# INFORMATION SHOWN:
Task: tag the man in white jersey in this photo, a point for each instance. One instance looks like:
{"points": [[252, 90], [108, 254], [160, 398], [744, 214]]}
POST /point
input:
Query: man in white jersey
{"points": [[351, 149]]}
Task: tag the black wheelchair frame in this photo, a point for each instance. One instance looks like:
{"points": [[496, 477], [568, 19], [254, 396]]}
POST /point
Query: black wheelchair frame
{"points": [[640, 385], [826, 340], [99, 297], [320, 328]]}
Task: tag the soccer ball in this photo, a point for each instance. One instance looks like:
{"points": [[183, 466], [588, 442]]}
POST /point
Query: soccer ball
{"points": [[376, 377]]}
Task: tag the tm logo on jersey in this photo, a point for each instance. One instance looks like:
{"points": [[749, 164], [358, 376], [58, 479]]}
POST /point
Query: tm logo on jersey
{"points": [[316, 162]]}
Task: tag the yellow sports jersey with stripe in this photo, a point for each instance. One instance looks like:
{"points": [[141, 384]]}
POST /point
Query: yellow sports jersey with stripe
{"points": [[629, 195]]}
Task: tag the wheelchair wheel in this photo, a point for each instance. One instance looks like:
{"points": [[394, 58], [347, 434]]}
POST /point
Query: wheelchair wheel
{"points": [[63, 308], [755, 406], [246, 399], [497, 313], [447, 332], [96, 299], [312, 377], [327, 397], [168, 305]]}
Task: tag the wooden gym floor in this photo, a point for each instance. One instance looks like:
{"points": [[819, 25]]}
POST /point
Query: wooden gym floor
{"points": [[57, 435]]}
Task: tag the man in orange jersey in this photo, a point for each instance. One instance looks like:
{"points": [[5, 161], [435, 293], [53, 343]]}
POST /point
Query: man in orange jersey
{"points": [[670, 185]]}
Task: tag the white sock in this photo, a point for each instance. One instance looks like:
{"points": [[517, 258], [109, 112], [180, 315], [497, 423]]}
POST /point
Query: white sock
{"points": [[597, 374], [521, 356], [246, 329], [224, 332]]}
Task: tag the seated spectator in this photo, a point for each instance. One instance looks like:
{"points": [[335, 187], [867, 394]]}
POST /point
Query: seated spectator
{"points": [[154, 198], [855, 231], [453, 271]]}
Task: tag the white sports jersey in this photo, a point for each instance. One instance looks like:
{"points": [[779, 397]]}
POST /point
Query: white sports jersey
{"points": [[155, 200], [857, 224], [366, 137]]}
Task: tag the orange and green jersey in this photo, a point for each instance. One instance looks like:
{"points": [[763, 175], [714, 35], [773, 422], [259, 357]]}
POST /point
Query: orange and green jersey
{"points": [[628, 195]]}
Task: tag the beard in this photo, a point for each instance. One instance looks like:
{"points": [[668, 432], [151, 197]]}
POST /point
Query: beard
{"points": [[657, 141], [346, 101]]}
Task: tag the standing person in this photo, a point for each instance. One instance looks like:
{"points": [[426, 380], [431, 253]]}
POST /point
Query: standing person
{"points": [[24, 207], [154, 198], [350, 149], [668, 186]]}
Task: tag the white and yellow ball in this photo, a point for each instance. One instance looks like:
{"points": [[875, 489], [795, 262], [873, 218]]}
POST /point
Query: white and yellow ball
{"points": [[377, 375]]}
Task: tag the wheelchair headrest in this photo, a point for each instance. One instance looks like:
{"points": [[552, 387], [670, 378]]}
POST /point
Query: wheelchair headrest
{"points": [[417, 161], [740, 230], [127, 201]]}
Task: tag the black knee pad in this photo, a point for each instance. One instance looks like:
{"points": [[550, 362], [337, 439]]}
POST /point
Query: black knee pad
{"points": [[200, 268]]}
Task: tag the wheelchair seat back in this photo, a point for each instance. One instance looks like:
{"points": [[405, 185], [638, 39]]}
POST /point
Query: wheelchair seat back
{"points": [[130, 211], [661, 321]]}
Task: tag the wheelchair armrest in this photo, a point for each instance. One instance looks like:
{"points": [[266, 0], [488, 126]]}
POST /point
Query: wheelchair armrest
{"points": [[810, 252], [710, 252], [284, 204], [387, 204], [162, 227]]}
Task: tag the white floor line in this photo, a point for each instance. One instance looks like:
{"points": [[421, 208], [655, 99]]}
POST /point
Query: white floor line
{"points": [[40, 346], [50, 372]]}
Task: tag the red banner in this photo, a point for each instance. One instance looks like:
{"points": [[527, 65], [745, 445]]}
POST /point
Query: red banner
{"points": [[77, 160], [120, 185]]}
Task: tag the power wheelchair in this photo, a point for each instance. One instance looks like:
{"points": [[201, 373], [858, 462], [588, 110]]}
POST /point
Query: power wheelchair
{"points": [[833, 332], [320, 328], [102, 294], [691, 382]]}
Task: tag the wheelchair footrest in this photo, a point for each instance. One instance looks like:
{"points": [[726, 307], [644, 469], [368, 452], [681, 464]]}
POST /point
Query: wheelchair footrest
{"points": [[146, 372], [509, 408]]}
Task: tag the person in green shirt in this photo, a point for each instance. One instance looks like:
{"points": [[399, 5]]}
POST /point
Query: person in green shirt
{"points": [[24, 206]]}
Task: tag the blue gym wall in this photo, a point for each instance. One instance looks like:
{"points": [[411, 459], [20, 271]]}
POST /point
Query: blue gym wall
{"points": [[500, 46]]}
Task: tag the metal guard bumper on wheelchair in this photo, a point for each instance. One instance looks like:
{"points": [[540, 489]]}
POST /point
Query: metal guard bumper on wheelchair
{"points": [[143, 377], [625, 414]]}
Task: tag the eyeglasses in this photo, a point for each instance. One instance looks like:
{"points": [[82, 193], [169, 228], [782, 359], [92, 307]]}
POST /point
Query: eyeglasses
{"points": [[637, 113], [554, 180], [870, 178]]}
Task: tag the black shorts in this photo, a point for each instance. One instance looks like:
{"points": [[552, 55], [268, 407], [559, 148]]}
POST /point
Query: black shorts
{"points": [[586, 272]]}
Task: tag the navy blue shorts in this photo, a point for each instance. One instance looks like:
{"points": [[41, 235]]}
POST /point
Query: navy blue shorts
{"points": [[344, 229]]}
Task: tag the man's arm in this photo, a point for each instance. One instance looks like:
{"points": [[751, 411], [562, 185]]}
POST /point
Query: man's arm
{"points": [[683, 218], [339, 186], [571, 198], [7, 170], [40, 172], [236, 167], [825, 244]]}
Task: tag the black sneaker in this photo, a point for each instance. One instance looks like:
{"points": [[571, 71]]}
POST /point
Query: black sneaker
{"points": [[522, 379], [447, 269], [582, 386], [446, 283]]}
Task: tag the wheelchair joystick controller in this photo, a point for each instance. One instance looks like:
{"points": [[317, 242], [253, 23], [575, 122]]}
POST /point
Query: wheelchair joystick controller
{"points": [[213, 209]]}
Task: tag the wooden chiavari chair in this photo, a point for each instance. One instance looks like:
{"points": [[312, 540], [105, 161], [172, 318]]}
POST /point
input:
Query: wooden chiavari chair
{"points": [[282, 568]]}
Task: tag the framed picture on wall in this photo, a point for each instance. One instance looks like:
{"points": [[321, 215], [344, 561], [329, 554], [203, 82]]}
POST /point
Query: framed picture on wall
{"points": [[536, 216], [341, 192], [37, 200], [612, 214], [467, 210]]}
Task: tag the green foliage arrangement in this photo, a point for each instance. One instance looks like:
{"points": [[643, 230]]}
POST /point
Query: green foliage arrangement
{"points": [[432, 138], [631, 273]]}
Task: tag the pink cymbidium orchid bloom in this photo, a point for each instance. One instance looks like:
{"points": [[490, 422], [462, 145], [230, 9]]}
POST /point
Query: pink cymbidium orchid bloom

# GOAL OF THE EXERCISE:
Each line of the material above must be retyped precisely.

# WRITTEN RESPONSE:
Task: tag the man in white jersey in this photo, a point for each instance. One instance looks like:
{"points": [[252, 90], [108, 254], [160, 398], [744, 214]]}
POST /point
input:
Query: man in white jersey
{"points": [[351, 149]]}
Task: tag the black wheelchair frame in this photo, a point for each instance. One instance looks like:
{"points": [[496, 477], [568, 19], [254, 396]]}
POST /point
Query: black wheelchair frame
{"points": [[640, 385], [826, 340], [99, 297], [320, 328]]}
Task: tag the soccer ball in this photo, a point for each instance. One instance looks like:
{"points": [[183, 466], [588, 442]]}
POST /point
Query: soccer ball
{"points": [[376, 377]]}
Task: tag the tm logo on jersey in this photo, a point for each instance. One instance looks like:
{"points": [[749, 164], [358, 376], [58, 479]]}
POST /point
Query: tm logo on jersey
{"points": [[316, 162]]}
Task: tag the yellow sports jersey with stripe in this photo, a point for each instance. One instance looks like:
{"points": [[141, 384]]}
POST /point
Query: yellow sports jersey with stripe
{"points": [[629, 195]]}
Task: tag the wheelchair wheel in this photo, a point for each instance. One instance looks like:
{"points": [[394, 58], [347, 434]]}
POST /point
Query: wheelchair wheel
{"points": [[63, 308], [755, 406], [246, 399], [497, 313], [447, 332], [96, 299], [312, 377], [327, 397], [168, 305]]}
Task: tag the wooden gym floor in this photo, a point for each instance. One instance looks like:
{"points": [[819, 25]]}
POST /point
Query: wooden gym floor
{"points": [[57, 435]]}
Task: tag the man in orange jersey in this photo, a point for each instance. One instance looks like:
{"points": [[5, 161], [435, 293], [53, 343]]}
POST /point
Query: man in orange jersey
{"points": [[670, 185]]}
Task: tag the white sock in this photo, a point for each instance. One instance looks like:
{"points": [[517, 258], [109, 112], [180, 315], [497, 423]]}
POST /point
Query: white sock
{"points": [[597, 374], [521, 356], [246, 329], [224, 332]]}
Task: tag the seated spectator in this photo, a point for each instance. One instance looks like:
{"points": [[335, 187], [867, 394]]}
POST /point
Query: seated spectator
{"points": [[154, 198], [855, 231], [453, 271]]}
Task: tag the white sports jersey in this photo, a point for each instance. One instance looks like:
{"points": [[779, 397]]}
POST /point
Query: white sports jersey
{"points": [[155, 200], [857, 224], [366, 137]]}
Task: tag the orange and green jersey in this photo, a point for each instance. One instance looks like:
{"points": [[763, 175], [714, 35], [773, 422], [259, 357]]}
POST /point
Query: orange and green jersey
{"points": [[628, 195]]}
Task: tag the beard in this photo, a point for each instance. One instance looks like:
{"points": [[668, 432], [151, 197]]}
POST /point
Query: beard
{"points": [[657, 141], [346, 101]]}
Task: tag the standing person in this photo, a point for each instance. One instance looks like:
{"points": [[426, 380], [431, 253]]}
POST /point
Query: standing person
{"points": [[24, 207], [154, 198], [350, 149], [668, 186]]}
Task: tag the white and yellow ball in this photo, a point for each instance. One instance looks like:
{"points": [[875, 489], [795, 262], [873, 218]]}
POST /point
Query: white and yellow ball
{"points": [[377, 375]]}
Task: tag the wheelchair headrest in this photo, a point for each instance. One instance looks like:
{"points": [[552, 387], [670, 378]]}
POST /point
Query: wheelchair headrest
{"points": [[417, 161], [740, 230], [127, 201]]}
Task: tag the black knee pad in this photo, a point for each instance. One instance looks like:
{"points": [[550, 362], [337, 439]]}
POST /point
Query: black knee pad
{"points": [[200, 268]]}
Task: tag the wheelchair seat back in this photo, a point for each instance. One instance looks like:
{"points": [[405, 185], [638, 39]]}
POST /point
Query: wheelchair seat back
{"points": [[130, 211], [661, 321]]}
Task: tag the wheelchair armrest in this photo, a point for each instance. One instance looks like:
{"points": [[266, 0], [488, 126]]}
POST /point
Query: wheelchair armrest
{"points": [[810, 252], [710, 252], [284, 204], [387, 204], [162, 227]]}
Task: tag the white floor line in this photo, a point for each instance. One instance looks like:
{"points": [[421, 208], [655, 99]]}
POST /point
Query: white floor line
{"points": [[40, 346], [50, 372]]}
Task: tag the red banner in this photo, a point for each instance. One instance looks like:
{"points": [[527, 65], [745, 445]]}
POST /point
Query: red banner
{"points": [[77, 160], [120, 185]]}
Task: tag the power wheelchair in this photo, a point for each instance. One instance looks like:
{"points": [[201, 373], [858, 462], [588, 110]]}
POST /point
Query: power wheelchair
{"points": [[833, 332], [320, 328], [102, 294], [691, 382]]}
Task: tag the wheelchair footrest in this photo, a point for each instance. One instance looks like:
{"points": [[726, 307], [644, 469], [368, 452], [681, 464]]}
POST /point
Query: wheelchair footrest
{"points": [[146, 372], [509, 408]]}
Task: tag the person in green shirt in this photo, a point for each instance. One instance looks like:
{"points": [[399, 5]]}
POST /point
Query: person in green shirt
{"points": [[24, 206]]}
Task: tag the blue gym wall in this photo, a point for each instance. One instance looks like:
{"points": [[411, 459], [20, 271]]}
POST /point
Query: blue gym wall
{"points": [[500, 46]]}
Task: tag the metal guard bumper on wheelchair in this photo, a point for each instance. One instance looks like:
{"points": [[540, 489]]}
POST /point
Query: metal guard bumper on wheelchair
{"points": [[143, 377], [625, 414]]}
Task: tag the eyeglasses in this photo, a point for each instance. One instance looks like:
{"points": [[82, 193], [169, 228], [782, 359], [92, 307]]}
POST /point
Query: eyeglasses
{"points": [[637, 113], [554, 180], [870, 178]]}
Task: tag the black shorts in this photo, a point for each instance. One instance looks like:
{"points": [[552, 55], [268, 407], [559, 148]]}
POST /point
Query: black shorts
{"points": [[586, 272]]}
Task: tag the navy blue shorts in this photo, a point for each instance. One instance looks like:
{"points": [[41, 235]]}
POST /point
Query: navy blue shorts
{"points": [[344, 229]]}
Task: tag the man's arm in this photo, a point for each instance. One instance looks like:
{"points": [[751, 411], [562, 185]]}
POST /point
Query: man's arm
{"points": [[683, 218], [339, 186], [571, 198], [7, 170], [40, 172], [236, 167], [825, 244]]}
Task: tag the black sneaker in this photo, a point for each instance. One instance looks like:
{"points": [[571, 71]]}
POST /point
Query: black sneaker
{"points": [[522, 379], [447, 269], [582, 386], [446, 283]]}
Task: tag the wheelchair joystick controller in this photo, a point for each instance. One instance looks like:
{"points": [[317, 242], [253, 23], [575, 122]]}
POST /point
Query: wheelchair joystick controller
{"points": [[213, 209]]}
Task: tag the wooden chiavari chair in this photo, a point for each instance. One instance looks like:
{"points": [[312, 540], [105, 161], [172, 318]]}
POST /point
input:
Query: wooden chiavari chair
{"points": [[282, 568]]}
Task: tag the framed picture on wall in this photo, a point for each instance. One instance looks like:
{"points": [[321, 215], [344, 561], [329, 554], [203, 82]]}
POST /point
Query: framed picture on wall
{"points": [[536, 216], [341, 192], [37, 200], [612, 214], [467, 210]]}
Task: tag the green foliage arrangement in this photo, a point for each instance. One instance looks like:
{"points": [[643, 230]]}
POST /point
Query: green foliage arrangement
{"points": [[432, 138], [631, 273]]}
Task: tag the pink cymbidium orchid bloom in this photo, a point for each instance. One instance looks like:
{"points": [[490, 422], [462, 145], [230, 9]]}
POST /point
Query: pink cymbidium orchid bloom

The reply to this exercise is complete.